RECORDS PROVIDED:
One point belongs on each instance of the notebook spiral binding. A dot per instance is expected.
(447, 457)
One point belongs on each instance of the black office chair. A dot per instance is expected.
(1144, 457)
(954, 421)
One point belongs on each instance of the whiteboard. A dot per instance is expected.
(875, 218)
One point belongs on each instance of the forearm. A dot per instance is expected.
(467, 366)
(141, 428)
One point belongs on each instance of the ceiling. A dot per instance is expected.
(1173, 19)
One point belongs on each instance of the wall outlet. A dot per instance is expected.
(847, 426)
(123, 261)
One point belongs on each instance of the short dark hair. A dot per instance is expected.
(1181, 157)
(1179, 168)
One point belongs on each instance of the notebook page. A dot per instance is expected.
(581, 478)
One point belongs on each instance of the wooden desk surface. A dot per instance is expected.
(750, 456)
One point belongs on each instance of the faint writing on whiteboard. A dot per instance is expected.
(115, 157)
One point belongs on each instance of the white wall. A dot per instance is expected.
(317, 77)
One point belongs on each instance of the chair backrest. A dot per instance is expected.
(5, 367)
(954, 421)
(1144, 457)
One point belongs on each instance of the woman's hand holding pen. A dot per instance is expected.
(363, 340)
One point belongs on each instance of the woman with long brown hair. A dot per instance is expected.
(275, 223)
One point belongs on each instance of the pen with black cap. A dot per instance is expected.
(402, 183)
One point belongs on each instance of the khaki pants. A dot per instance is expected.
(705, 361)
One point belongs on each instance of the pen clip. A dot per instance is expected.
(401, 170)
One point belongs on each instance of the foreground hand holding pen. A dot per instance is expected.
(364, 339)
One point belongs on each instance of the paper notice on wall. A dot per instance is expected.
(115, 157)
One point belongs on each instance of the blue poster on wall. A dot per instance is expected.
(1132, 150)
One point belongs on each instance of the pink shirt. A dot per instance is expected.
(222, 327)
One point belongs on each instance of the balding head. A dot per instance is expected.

WHAT YOU NEED TO DO: Each record above must be given again exactly.

WORKED ANSWER:
One point belongs on each instance of the notebook spiral binding. A dot per instance is expected.
(447, 457)
One point belongs on each instance of the black office chair. A dot per instance is expected.
(1144, 457)
(954, 421)
One point belongs on each instance of the whiteboard. A dot per instance is expected.
(875, 218)
One point belongs on each instance of the forearm. A dot per instance is expected.
(467, 366)
(141, 428)
One point belongs on each instance of the ceiling. A dot per instance is expected.
(1173, 19)
One point belongs on each instance of the wall outlet. A dot per instance is expected.
(847, 426)
(123, 261)
One point belongs on each instance of the short dark hair. A dot per instance is expected.
(1181, 157)
(1179, 168)
One point belongs on each instance of the notebook page. A dot per instance is expected.
(581, 478)
One point belongs on each instance of the wooden desk surface. A dot per instance is expected.
(750, 456)
One point belongs on each instance of the faint writing on whiteboard. A dot per instance is expected.
(115, 157)
One point belongs on each instance of the white wall. A dot per instance is expected.
(317, 77)
One point belongs on each instance of the chair backrest. A dot per instance is expected.
(5, 367)
(954, 421)
(1144, 457)
One point belongs on each instance of the woman's hand holding pen. A dot per instance is expected.
(363, 340)
One point belongs on each instance of the woman with long brown hair. A dot per instance is expected.
(275, 223)
One point belongs on each instance of the pen with black cap. A dot per instance is expected.
(402, 183)
One point belongs on each instance of the khaki pants. A dot per instance is expected.
(705, 361)
One point belongs on each instance of the pen clip. A dot per instance is expected.
(401, 170)
One point belongs on each instance of the foreground hand holding pen. A dot per instance is expected.
(364, 339)
One point belongs on each instance of the paper notice on wall. A dot per instance is expected.
(115, 157)
One point belongs on each instance of the blue poster on wall. A dot per instance is expected.
(1132, 150)
One point belongs on each instance of the pink shirt. A dot per instance is expected.
(222, 327)
One point belongs on each instance of the balding head. A dot per instance is expected.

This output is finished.